Shuyi Cao’s newest works under the series The Other Writing (2024) are presented as fossilised fiction encrypted within the terrestrial matter that uncannily resembles miniature landscapes or alien meteorites. Comprised of aqua resin, aluminium, and debris of fauna, flora, and human activities spanning various timescales, the organically moulded forms, textures, and patterns stemming from actual geological surfaces represent the recording devices of the Earth as repositories for nonlinguistic inscription. Similarly, the mesmerising video work Begin with the End of What Comes Before (2024) merges microscopic imaging and hand-modelled digital animation, contemplating the deep transmutation between biologic and geologic matters through planetary evolution and human activities. Elsewhere, organically presented on industrial pedestals made of coarse light grey cement blocks, Cao’s hand-blown borosilicate glass works Intimacy of Strangers and glazed stoneware sculptures as they folded in and breached out represent a microcosm of queer kinships between networked life forms that transcend biological classifications and binaries, materialising a web of rhizomatic relations that ripples outwards boundlessly.

Anastasia Komar’s abstract paintings intertwined with glass or electroplated polymer sculptural structures are the outgrowth of her research in cutting-edge science, examining the uncanny intersection between art and contemporary bioengineering. With an enigmatic reptilian creature warping the wood panel in captivating silver-blue hues, Tuatara (2024), which means ‘peaks on the back’ or ‘spiny back’ in the Māori language, explores the eccentric body part and aboriginal connotations of this only surviving member of the order Sphenodontia, and how they symbolise a powerful, intuitive force imbued with ancestral and ancient wisdom. In lush turquoise hues and with dazzling hook-like formations, Siphonophorae (2024) studies the co-dependent nature of these highly polymorphic and complex creatures, while the kinships between these biological marvels inspire the viewer to ponder the definition of a static, finite entity and how collaborative works are crucial in worldmaking. Diatomea (2024), with its emerging and protruding glass polymer tentacles, continues to shed light on the essential roles of microorganisms in a planetary community. The iridescent painting Ascomycetes (2024), with a translucent sac fungus with spores draping on the surface, underlines how the ‘spore shooter’’s asexual or parasexual reproduction and its role as decomposers foster myriad kinship across terrains and species through the formative process and circulation of matter, unveiling how entities exist in mutual dependence and are composites of each other.

* What this exercise asks:
• 1. State whether each of the following statements agrees with the exhibition text, answering yes or no and quoting the deciding words of the text: (a) The works in The Other Writing include aqua resin and aluminium. (b) Intimacy of Strangers is made of glazed stoneware. (c) Tuatara is painted in lush turquoise hues.
• 2. According to the exhibition text, what does the word "Tuatara" mean in the Māori language?
The listing is unrelated to the exhibition text.

* Dataset extract:
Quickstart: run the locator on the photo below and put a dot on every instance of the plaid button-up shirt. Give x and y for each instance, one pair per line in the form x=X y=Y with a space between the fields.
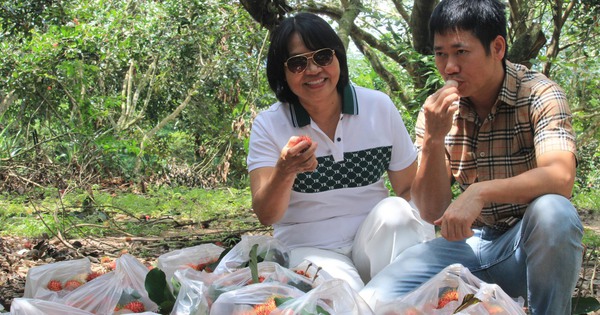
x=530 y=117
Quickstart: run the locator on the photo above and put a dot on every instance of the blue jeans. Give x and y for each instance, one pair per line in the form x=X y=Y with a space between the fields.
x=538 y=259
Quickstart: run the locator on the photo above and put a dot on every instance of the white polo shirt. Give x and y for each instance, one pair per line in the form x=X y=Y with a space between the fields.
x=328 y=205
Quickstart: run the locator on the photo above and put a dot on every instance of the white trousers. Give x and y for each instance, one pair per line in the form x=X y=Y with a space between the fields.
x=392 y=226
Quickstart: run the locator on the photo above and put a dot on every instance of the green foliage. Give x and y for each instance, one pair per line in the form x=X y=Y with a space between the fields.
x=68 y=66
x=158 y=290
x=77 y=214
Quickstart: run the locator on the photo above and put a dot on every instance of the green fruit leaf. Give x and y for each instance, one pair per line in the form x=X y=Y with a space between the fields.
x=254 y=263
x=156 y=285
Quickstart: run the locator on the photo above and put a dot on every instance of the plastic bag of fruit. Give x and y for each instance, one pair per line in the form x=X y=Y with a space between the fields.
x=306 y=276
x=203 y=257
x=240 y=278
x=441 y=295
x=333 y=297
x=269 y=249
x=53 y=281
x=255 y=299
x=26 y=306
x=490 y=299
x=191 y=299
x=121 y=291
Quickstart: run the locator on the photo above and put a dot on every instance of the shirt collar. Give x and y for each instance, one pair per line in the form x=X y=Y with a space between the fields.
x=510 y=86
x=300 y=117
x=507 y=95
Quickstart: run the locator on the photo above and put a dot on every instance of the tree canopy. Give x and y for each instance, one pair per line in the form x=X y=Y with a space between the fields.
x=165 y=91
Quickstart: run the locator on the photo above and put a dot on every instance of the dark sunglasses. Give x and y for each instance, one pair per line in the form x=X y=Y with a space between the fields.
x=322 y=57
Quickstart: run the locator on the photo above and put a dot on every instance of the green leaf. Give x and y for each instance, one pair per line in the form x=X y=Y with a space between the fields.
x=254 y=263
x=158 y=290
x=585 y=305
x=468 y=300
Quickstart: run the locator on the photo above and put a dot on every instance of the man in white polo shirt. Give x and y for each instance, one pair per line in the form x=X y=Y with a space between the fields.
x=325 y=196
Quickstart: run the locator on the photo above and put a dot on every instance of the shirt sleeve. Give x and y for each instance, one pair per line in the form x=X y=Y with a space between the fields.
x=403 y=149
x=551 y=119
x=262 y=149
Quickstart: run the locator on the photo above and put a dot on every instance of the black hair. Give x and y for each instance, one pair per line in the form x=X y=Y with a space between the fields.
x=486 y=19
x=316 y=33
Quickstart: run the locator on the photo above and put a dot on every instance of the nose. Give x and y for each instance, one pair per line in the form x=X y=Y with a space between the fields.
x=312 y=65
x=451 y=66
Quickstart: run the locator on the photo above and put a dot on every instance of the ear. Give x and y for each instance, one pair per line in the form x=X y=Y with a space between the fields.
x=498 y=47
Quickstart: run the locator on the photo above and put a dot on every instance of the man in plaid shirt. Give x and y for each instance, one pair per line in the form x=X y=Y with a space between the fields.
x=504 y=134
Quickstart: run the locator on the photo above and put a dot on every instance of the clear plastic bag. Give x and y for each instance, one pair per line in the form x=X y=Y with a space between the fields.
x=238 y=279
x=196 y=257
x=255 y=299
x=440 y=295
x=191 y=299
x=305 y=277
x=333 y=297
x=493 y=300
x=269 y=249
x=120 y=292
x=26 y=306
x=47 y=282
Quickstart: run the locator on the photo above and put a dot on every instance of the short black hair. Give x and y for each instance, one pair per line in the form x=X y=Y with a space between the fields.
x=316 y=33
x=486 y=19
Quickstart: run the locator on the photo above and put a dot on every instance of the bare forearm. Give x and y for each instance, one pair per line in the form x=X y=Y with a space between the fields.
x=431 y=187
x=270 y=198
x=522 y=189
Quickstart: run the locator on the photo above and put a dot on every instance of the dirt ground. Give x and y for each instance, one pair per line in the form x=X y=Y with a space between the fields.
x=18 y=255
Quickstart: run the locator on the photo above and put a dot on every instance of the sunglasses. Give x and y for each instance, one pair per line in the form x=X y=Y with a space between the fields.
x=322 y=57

==

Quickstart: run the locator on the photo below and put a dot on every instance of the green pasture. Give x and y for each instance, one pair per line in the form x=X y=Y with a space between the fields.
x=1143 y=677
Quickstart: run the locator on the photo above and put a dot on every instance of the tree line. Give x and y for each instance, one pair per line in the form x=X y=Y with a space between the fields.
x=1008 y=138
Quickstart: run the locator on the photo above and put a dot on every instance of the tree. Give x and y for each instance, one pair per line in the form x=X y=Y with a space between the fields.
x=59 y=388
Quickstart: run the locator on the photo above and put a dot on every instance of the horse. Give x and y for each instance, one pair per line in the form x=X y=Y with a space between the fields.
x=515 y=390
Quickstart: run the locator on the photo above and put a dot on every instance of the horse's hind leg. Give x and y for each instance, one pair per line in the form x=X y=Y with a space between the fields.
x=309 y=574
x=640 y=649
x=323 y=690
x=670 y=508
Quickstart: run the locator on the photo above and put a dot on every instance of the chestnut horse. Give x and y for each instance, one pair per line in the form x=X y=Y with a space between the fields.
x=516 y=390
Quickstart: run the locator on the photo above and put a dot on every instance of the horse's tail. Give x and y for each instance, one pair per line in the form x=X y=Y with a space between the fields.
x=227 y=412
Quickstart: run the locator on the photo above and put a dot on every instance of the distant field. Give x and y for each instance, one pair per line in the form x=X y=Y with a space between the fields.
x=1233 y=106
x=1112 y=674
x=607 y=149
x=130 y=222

...

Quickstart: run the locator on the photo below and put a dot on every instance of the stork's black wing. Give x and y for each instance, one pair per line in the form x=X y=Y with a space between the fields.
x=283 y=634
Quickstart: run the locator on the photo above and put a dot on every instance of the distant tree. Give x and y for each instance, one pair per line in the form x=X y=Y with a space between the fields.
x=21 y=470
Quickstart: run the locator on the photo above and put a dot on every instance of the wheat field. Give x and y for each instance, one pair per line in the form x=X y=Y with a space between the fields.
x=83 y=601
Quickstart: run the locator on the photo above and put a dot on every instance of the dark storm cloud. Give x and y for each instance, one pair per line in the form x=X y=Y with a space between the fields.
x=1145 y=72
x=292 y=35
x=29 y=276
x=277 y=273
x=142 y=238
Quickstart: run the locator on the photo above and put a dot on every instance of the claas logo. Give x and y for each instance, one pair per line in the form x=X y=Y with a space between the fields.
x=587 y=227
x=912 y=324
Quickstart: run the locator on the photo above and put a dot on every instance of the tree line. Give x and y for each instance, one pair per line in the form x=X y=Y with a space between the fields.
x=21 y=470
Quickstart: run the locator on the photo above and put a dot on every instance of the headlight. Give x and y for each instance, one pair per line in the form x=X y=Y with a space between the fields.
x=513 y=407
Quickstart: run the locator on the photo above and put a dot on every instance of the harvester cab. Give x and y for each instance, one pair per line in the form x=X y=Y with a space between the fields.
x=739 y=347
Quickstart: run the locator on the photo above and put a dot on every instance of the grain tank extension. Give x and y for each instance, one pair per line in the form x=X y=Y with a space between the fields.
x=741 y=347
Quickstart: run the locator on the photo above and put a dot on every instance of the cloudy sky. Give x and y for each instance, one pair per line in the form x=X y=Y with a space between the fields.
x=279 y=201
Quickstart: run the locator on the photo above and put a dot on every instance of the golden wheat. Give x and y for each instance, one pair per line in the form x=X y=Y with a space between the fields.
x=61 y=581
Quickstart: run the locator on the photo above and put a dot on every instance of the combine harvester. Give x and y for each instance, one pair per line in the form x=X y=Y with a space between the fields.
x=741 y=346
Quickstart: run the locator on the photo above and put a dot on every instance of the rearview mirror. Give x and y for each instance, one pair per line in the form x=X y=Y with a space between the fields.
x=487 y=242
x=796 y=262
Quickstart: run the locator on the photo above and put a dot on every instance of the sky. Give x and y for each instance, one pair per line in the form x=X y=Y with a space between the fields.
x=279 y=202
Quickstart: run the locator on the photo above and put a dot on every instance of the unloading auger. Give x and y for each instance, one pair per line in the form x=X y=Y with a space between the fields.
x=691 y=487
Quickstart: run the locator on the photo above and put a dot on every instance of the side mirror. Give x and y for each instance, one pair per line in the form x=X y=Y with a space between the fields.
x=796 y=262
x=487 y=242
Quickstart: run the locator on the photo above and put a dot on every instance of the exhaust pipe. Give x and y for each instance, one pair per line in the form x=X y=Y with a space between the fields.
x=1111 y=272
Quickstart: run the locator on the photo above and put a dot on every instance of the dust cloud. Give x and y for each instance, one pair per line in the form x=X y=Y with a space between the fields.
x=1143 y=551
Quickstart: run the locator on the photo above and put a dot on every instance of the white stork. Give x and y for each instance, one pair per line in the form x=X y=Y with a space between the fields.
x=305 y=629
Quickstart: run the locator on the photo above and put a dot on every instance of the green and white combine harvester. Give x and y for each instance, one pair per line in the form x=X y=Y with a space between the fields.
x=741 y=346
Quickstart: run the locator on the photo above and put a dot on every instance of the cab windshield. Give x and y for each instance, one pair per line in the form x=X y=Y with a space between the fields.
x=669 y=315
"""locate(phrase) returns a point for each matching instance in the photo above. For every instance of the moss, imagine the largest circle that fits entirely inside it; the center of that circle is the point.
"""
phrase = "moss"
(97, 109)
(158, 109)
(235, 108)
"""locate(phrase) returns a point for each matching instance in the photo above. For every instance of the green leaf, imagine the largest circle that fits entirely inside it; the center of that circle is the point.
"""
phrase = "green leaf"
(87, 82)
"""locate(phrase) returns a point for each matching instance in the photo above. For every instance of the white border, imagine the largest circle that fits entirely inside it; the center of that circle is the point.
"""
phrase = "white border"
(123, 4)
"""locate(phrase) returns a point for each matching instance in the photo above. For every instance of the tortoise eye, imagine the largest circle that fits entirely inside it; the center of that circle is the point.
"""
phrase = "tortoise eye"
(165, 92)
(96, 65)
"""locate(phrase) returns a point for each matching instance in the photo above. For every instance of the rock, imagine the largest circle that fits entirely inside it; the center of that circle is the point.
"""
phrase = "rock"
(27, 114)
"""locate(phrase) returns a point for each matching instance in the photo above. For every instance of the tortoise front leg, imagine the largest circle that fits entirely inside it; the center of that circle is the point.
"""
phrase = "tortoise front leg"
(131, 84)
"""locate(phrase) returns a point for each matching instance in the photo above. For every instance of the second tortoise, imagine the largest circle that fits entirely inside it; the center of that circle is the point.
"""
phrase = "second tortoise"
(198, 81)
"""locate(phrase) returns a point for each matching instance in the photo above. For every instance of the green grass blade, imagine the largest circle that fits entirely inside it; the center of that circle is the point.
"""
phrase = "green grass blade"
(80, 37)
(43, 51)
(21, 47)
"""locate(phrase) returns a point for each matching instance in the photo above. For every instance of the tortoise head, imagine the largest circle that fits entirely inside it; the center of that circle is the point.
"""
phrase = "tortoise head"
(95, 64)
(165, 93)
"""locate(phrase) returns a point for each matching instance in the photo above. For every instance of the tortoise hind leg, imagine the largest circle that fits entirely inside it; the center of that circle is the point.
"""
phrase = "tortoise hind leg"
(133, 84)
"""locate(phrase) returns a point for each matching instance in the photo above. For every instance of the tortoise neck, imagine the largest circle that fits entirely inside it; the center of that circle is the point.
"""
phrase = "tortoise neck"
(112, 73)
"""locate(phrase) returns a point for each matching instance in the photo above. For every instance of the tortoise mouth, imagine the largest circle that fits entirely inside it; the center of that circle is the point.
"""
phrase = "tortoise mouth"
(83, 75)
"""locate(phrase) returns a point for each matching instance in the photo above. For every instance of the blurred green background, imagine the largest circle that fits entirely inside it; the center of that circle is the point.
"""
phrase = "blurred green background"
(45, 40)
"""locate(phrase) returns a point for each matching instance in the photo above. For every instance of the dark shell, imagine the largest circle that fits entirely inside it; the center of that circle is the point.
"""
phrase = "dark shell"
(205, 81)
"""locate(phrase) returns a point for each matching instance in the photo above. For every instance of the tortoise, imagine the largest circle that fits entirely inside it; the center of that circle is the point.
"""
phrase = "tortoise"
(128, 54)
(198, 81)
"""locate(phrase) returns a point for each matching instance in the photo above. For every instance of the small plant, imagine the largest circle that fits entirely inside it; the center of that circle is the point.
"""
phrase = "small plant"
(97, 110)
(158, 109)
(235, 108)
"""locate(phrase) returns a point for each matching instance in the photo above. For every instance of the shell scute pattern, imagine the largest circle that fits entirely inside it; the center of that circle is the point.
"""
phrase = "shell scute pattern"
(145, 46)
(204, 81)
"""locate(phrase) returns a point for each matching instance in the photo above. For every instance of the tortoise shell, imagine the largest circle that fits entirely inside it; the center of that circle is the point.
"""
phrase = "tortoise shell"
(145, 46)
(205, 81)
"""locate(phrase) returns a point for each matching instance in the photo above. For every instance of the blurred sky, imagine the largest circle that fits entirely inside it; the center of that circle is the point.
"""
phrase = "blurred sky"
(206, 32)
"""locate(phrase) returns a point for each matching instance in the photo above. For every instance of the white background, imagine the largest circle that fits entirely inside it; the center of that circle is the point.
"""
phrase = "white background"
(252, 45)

* Task-by-task outputs:
• 1.
(a) Yes: "Comprised of aqua resin, aluminium, and debris of fauna, flora, and human activities spanning various timescales"
(b) No: "Cao’s hand-blown borosilicate glass works Intimacy of Strangers"
(c) No: "warping the wood panel in captivating silver-blue hues"

• 2. It means "peaks on the back" or "spiny back."